**What to work on**: Every line from the one containing "the green moss" to the final line of the material below must be reproduced exactly; leave out all other lines.

Photo object pointing records
....
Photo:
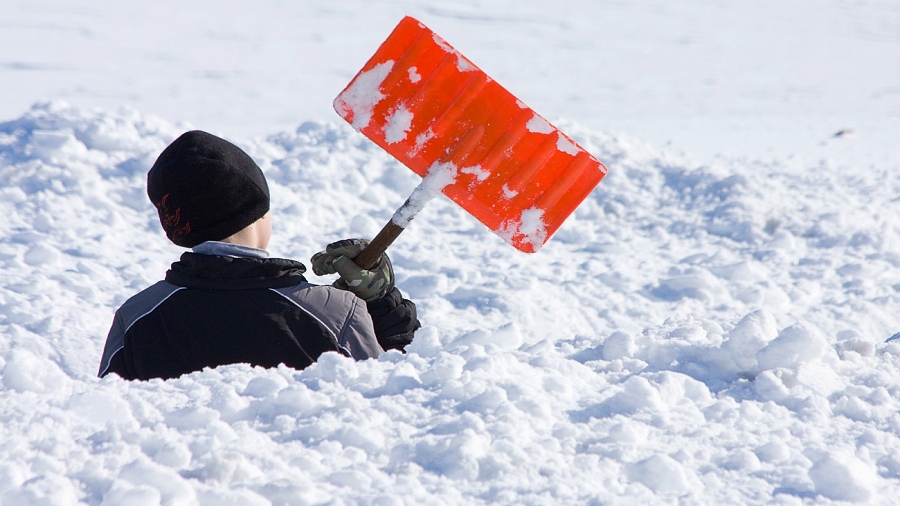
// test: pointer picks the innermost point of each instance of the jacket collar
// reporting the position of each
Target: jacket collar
(216, 272)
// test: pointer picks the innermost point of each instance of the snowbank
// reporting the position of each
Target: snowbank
(695, 333)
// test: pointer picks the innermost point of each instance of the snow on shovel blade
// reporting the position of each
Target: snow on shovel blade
(431, 108)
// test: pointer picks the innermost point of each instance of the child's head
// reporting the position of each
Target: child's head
(206, 189)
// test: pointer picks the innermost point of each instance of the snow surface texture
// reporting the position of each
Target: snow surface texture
(694, 333)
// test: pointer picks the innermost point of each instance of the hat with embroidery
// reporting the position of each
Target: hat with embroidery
(206, 189)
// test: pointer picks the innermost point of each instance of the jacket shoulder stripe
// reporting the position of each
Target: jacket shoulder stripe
(133, 310)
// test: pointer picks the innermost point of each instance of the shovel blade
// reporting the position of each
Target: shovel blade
(428, 106)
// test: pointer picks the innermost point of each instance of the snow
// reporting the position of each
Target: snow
(707, 328)
(398, 125)
(361, 97)
(439, 176)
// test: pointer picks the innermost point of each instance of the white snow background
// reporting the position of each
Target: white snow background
(707, 328)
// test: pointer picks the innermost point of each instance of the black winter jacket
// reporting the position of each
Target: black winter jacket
(215, 310)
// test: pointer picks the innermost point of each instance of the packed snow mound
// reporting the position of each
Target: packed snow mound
(702, 333)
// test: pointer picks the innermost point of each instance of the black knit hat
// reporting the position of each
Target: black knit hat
(206, 189)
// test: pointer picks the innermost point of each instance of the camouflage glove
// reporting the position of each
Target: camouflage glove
(367, 284)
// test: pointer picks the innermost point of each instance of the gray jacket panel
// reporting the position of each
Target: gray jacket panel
(342, 312)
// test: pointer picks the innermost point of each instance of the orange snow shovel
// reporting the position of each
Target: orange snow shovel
(444, 118)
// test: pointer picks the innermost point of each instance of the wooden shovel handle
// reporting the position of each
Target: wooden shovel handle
(367, 257)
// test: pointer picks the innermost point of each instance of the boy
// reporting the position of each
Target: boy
(226, 301)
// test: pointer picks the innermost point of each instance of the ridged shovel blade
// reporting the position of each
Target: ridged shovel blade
(428, 105)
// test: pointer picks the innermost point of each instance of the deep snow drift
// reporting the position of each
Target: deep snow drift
(694, 333)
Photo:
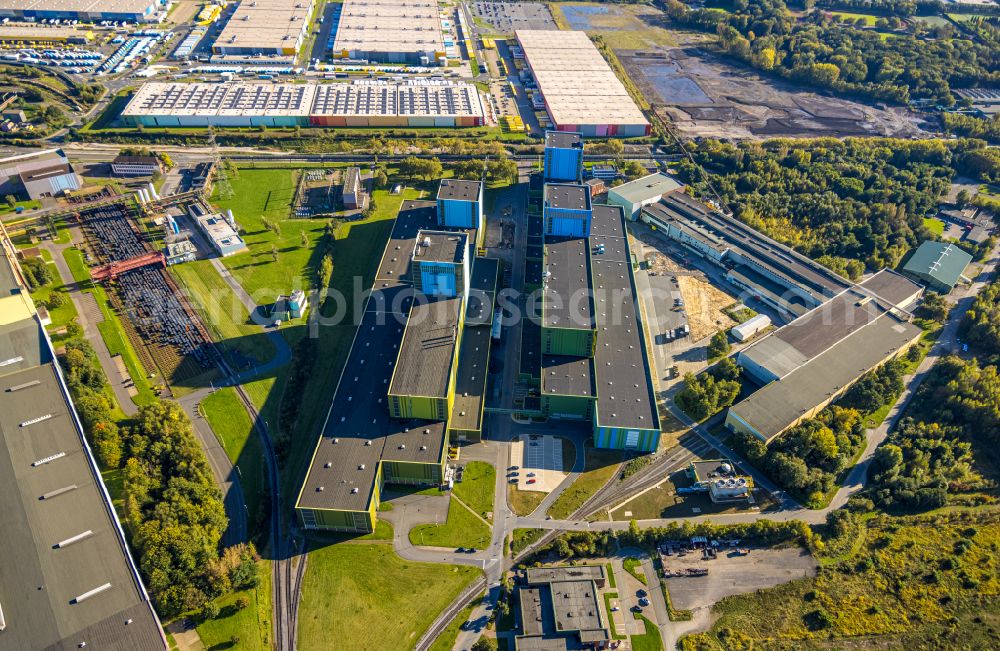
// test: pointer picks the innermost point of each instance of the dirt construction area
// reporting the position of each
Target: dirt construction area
(703, 302)
(703, 95)
(732, 573)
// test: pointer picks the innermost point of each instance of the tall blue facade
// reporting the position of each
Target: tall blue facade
(460, 204)
(563, 157)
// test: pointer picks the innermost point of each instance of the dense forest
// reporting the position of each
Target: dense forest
(709, 392)
(807, 458)
(818, 50)
(980, 326)
(928, 460)
(856, 199)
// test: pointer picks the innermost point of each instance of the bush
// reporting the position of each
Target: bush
(209, 611)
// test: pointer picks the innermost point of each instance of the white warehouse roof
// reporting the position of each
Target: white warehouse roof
(578, 84)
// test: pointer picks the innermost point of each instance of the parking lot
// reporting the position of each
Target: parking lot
(732, 573)
(506, 17)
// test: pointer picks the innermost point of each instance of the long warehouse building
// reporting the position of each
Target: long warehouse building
(390, 31)
(813, 360)
(356, 104)
(136, 11)
(398, 392)
(67, 580)
(770, 271)
(581, 92)
(265, 27)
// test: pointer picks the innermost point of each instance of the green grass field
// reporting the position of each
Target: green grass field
(251, 625)
(869, 20)
(222, 311)
(634, 567)
(523, 502)
(934, 225)
(366, 590)
(463, 529)
(598, 470)
(231, 424)
(111, 329)
(477, 487)
(521, 538)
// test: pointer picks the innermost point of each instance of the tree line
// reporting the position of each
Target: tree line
(173, 513)
(928, 460)
(709, 392)
(848, 203)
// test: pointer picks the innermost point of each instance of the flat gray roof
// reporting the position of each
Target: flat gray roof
(578, 84)
(563, 139)
(428, 349)
(653, 185)
(568, 196)
(66, 576)
(474, 353)
(482, 292)
(624, 388)
(389, 26)
(815, 332)
(79, 6)
(440, 246)
(566, 303)
(575, 606)
(359, 412)
(459, 190)
(892, 287)
(568, 376)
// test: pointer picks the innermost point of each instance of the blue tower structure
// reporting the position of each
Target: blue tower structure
(567, 211)
(460, 205)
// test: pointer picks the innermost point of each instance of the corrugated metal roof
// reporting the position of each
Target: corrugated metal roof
(942, 261)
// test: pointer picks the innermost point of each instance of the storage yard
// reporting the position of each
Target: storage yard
(508, 17)
(581, 91)
(390, 31)
(358, 104)
(161, 327)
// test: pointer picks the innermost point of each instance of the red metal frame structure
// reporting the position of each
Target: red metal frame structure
(115, 268)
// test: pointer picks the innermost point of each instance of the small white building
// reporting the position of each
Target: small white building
(751, 327)
(632, 196)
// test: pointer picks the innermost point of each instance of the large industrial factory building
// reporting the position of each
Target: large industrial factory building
(581, 91)
(265, 27)
(135, 11)
(417, 103)
(416, 369)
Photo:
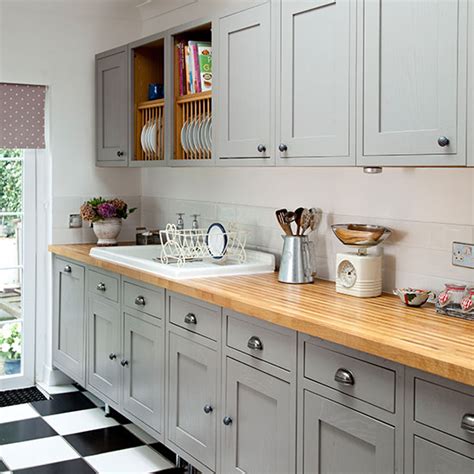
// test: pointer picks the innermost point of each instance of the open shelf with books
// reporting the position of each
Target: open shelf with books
(148, 102)
(192, 53)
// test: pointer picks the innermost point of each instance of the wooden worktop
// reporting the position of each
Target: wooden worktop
(416, 337)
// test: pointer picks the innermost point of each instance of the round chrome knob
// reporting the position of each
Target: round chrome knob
(140, 301)
(255, 343)
(467, 422)
(443, 141)
(344, 377)
(190, 318)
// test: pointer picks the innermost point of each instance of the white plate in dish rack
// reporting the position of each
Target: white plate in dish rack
(184, 132)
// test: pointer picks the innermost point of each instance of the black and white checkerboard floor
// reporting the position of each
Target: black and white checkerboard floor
(70, 434)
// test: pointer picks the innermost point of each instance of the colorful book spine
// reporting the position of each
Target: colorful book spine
(193, 45)
(188, 72)
(181, 68)
(205, 66)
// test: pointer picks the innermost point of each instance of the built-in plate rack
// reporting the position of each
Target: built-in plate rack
(194, 126)
(192, 111)
(150, 122)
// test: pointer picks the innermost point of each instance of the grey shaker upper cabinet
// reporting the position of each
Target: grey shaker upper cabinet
(112, 108)
(245, 86)
(412, 82)
(317, 64)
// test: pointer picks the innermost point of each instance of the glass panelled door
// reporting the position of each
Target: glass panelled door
(17, 267)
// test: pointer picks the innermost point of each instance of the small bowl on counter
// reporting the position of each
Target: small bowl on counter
(413, 297)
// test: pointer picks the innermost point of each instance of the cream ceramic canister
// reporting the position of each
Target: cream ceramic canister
(452, 294)
(467, 303)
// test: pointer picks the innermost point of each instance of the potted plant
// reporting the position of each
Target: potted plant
(10, 348)
(106, 217)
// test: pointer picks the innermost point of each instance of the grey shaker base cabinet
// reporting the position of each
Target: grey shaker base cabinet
(257, 422)
(340, 440)
(69, 319)
(228, 405)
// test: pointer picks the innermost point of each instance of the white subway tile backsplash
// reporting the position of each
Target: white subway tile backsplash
(417, 254)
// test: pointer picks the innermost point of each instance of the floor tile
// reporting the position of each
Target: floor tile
(164, 451)
(75, 466)
(96, 401)
(37, 452)
(103, 440)
(79, 421)
(63, 403)
(118, 417)
(24, 430)
(17, 413)
(56, 389)
(139, 433)
(141, 459)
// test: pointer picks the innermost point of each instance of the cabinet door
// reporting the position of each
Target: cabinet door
(104, 348)
(69, 319)
(112, 108)
(339, 440)
(258, 438)
(143, 376)
(430, 458)
(318, 81)
(413, 76)
(193, 397)
(245, 84)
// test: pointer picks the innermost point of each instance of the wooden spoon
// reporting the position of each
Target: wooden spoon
(298, 214)
(316, 215)
(280, 215)
(305, 221)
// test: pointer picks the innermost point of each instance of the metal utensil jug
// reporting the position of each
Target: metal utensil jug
(295, 266)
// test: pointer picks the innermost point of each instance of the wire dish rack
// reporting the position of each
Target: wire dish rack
(180, 246)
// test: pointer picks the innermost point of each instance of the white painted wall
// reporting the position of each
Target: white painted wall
(426, 208)
(53, 42)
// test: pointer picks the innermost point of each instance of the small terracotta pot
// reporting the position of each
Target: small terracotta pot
(107, 231)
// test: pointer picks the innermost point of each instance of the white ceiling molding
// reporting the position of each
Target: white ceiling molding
(153, 8)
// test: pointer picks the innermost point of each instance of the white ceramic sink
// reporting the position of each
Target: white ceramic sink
(147, 258)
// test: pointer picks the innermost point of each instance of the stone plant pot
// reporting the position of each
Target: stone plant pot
(107, 231)
(12, 366)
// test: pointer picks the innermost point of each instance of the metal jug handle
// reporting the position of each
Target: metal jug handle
(307, 259)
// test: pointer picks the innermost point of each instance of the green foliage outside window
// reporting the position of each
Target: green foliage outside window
(11, 177)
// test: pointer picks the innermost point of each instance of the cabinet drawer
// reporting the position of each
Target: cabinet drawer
(103, 285)
(262, 340)
(443, 408)
(362, 380)
(195, 316)
(144, 299)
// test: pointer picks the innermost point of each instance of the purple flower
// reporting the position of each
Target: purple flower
(106, 210)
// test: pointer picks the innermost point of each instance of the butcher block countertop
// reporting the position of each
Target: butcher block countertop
(384, 327)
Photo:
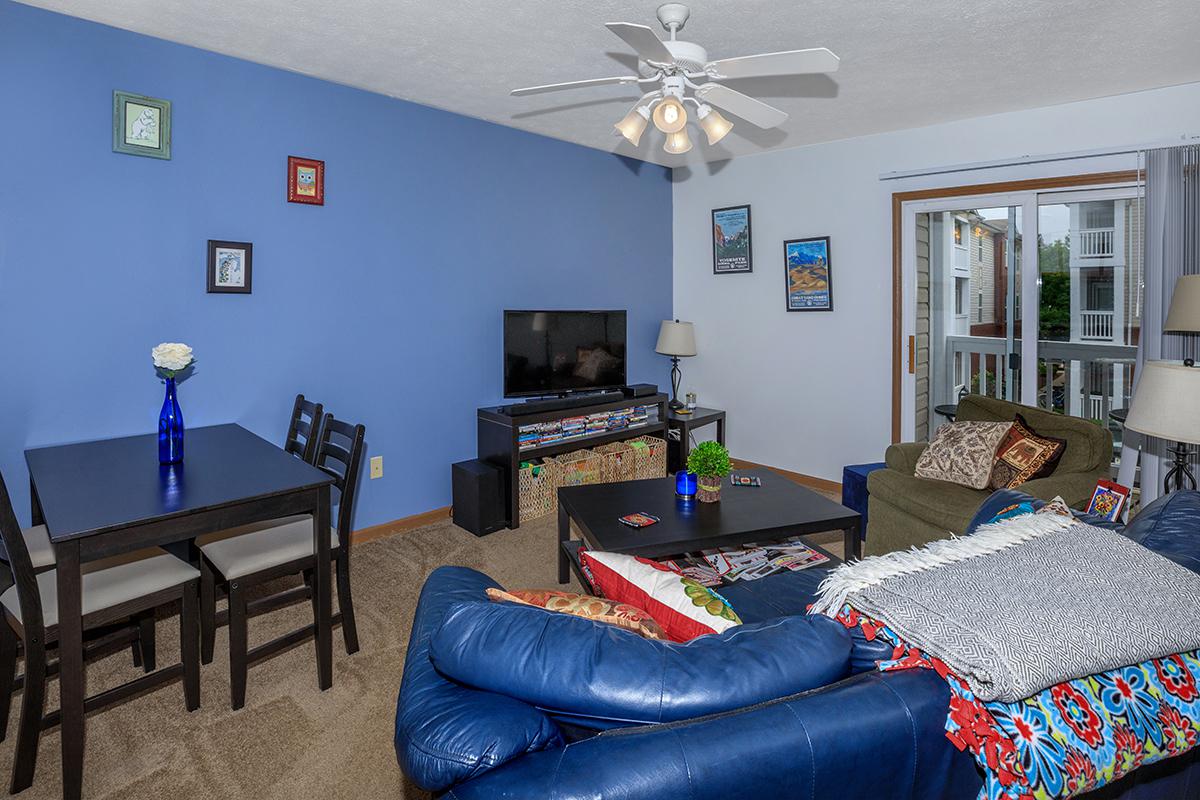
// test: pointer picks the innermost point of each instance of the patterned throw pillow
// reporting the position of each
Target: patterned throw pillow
(1025, 455)
(683, 607)
(963, 452)
(595, 608)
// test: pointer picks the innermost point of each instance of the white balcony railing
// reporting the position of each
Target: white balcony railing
(1097, 242)
(1096, 325)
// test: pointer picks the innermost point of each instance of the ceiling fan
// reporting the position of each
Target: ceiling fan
(676, 67)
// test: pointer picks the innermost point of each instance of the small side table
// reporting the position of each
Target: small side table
(684, 423)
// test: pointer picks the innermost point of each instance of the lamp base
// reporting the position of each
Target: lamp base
(1180, 476)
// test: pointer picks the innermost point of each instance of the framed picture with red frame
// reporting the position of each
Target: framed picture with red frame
(306, 180)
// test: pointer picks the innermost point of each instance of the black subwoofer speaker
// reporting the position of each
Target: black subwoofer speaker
(478, 497)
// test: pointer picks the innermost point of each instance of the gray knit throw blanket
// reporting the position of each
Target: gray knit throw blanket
(1027, 602)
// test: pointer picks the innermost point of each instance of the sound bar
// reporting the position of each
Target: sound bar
(559, 403)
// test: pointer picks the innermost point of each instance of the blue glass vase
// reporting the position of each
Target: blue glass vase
(171, 428)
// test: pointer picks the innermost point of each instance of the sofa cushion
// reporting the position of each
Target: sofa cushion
(1170, 525)
(947, 506)
(599, 675)
(1025, 455)
(447, 733)
(963, 452)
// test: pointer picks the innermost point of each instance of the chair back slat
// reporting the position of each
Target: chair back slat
(303, 434)
(16, 555)
(342, 462)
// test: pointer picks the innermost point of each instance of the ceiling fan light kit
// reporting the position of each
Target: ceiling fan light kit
(677, 67)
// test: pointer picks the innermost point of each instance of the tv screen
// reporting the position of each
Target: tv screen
(558, 352)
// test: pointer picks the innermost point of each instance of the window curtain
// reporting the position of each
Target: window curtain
(1171, 186)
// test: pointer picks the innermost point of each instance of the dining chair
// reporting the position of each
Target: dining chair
(309, 428)
(245, 557)
(114, 589)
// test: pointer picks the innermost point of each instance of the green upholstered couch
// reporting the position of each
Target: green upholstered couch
(907, 511)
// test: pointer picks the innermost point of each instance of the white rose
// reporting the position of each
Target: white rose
(172, 356)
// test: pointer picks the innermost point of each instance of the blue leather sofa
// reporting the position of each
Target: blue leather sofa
(855, 733)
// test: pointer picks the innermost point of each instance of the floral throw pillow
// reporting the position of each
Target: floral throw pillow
(963, 452)
(1025, 455)
(599, 609)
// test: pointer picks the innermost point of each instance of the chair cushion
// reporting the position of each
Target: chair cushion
(111, 582)
(246, 549)
(947, 506)
(600, 677)
(41, 552)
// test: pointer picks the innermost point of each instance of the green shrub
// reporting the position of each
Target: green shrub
(709, 458)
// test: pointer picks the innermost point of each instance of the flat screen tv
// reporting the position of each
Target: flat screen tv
(562, 352)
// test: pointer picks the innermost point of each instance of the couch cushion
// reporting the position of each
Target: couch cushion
(447, 733)
(948, 506)
(604, 677)
(1170, 525)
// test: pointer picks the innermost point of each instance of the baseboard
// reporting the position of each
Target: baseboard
(400, 525)
(799, 477)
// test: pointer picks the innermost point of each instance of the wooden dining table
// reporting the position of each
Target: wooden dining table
(111, 497)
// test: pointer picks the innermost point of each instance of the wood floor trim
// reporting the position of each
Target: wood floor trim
(798, 477)
(401, 525)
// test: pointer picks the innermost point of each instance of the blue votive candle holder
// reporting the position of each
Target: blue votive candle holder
(685, 485)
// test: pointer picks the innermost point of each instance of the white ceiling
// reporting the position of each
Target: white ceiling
(904, 64)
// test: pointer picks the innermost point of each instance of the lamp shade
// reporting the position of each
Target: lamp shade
(676, 338)
(1185, 314)
(1167, 404)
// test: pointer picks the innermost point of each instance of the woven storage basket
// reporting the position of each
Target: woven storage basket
(538, 488)
(649, 461)
(618, 462)
(579, 468)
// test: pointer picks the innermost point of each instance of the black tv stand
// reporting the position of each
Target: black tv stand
(498, 428)
(562, 402)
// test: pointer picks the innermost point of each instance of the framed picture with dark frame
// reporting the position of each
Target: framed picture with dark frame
(306, 180)
(731, 240)
(808, 274)
(231, 266)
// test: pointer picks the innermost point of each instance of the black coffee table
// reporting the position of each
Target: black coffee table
(779, 509)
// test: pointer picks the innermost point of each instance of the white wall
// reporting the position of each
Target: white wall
(813, 391)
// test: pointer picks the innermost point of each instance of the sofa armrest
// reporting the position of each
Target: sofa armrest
(903, 457)
(1074, 487)
(877, 735)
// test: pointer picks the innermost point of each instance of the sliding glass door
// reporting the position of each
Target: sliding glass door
(1060, 334)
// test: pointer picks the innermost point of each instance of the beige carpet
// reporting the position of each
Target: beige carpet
(291, 740)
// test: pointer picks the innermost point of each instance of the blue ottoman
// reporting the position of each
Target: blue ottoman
(853, 488)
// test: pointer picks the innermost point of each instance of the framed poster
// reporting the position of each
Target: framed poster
(808, 274)
(306, 180)
(231, 264)
(141, 125)
(731, 240)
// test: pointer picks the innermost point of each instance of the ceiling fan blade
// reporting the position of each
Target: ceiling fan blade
(643, 41)
(789, 62)
(748, 108)
(575, 84)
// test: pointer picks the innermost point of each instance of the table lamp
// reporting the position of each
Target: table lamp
(676, 340)
(1185, 313)
(1167, 405)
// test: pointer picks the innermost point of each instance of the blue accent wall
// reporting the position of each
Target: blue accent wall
(385, 304)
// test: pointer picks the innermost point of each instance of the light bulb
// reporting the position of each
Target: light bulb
(677, 142)
(634, 125)
(670, 115)
(715, 126)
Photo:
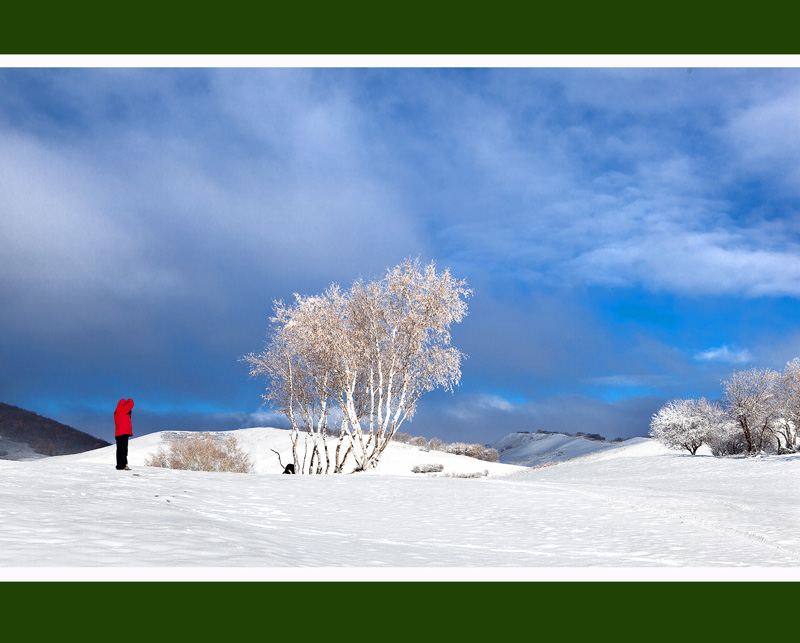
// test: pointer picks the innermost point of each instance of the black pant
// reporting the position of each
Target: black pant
(122, 451)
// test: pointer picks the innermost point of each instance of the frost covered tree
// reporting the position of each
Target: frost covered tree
(685, 424)
(364, 357)
(787, 398)
(750, 401)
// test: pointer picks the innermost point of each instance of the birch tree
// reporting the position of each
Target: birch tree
(787, 394)
(402, 337)
(750, 401)
(685, 424)
(363, 357)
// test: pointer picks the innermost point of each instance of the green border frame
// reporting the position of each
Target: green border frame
(403, 609)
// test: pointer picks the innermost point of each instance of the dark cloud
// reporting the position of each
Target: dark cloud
(150, 216)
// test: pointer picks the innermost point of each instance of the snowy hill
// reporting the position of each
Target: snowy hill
(259, 443)
(535, 449)
(637, 511)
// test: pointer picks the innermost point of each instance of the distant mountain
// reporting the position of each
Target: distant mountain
(43, 435)
(545, 447)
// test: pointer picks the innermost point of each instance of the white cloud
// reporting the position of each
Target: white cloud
(725, 354)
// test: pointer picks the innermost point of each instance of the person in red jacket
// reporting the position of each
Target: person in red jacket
(124, 430)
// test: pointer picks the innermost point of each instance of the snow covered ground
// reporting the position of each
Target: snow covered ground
(534, 449)
(636, 511)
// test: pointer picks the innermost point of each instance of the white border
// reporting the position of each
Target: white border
(398, 574)
(399, 60)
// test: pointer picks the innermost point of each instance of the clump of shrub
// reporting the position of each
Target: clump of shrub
(201, 452)
(458, 448)
(428, 468)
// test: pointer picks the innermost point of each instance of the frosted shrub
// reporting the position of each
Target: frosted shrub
(428, 468)
(685, 424)
(473, 451)
(202, 452)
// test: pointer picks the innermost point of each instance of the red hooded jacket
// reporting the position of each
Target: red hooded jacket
(122, 418)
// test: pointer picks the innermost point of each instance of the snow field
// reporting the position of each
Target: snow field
(634, 507)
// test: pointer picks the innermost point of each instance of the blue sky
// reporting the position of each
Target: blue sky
(631, 234)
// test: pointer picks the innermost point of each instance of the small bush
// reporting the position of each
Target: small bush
(201, 452)
(428, 468)
(477, 474)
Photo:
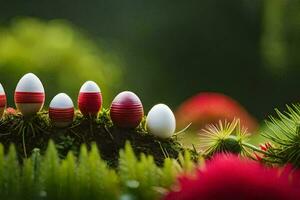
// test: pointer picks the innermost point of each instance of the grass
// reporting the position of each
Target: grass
(87, 176)
(28, 134)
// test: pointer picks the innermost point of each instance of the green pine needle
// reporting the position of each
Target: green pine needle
(284, 133)
(227, 137)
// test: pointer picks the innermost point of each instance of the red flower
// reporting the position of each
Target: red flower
(230, 177)
(206, 108)
(263, 147)
(11, 111)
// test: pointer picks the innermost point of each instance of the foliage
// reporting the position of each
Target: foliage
(86, 177)
(28, 134)
(59, 54)
(225, 137)
(284, 133)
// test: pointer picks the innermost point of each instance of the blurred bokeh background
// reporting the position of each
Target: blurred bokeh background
(165, 51)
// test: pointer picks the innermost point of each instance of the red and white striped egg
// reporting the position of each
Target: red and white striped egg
(126, 110)
(61, 110)
(2, 100)
(29, 95)
(89, 99)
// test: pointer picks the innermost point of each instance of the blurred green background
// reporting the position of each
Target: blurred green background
(165, 51)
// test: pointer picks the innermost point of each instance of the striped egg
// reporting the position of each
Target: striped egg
(89, 99)
(29, 95)
(2, 100)
(61, 110)
(126, 110)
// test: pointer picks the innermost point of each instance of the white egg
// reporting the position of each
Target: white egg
(61, 101)
(90, 86)
(161, 121)
(30, 83)
(29, 95)
(61, 110)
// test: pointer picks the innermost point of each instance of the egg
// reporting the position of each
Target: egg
(2, 100)
(61, 110)
(126, 110)
(89, 99)
(161, 121)
(29, 95)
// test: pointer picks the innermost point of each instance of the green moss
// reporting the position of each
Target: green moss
(36, 132)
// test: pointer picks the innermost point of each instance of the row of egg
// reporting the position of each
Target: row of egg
(126, 109)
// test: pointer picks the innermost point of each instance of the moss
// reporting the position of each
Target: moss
(37, 131)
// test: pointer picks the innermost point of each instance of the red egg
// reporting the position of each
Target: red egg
(89, 99)
(126, 110)
(61, 110)
(2, 100)
(29, 95)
....
**Finished answer**:
// test: pointer picks the innermost point of each instance of the green moss
// reporting the position of each
Target: green moss
(36, 132)
// test: pointer picks the innermost point of each instance of the row of egg
// reporting the position of each
Target: row of egg
(126, 109)
// test: pointer picks the innermost point of each instance of the moss
// reporting the position of each
Target: moss
(37, 131)
// test: pointer picks the innermost point of each instance of the red egg
// reporting the position of each
Target: red egg
(89, 99)
(126, 110)
(61, 110)
(2, 100)
(29, 95)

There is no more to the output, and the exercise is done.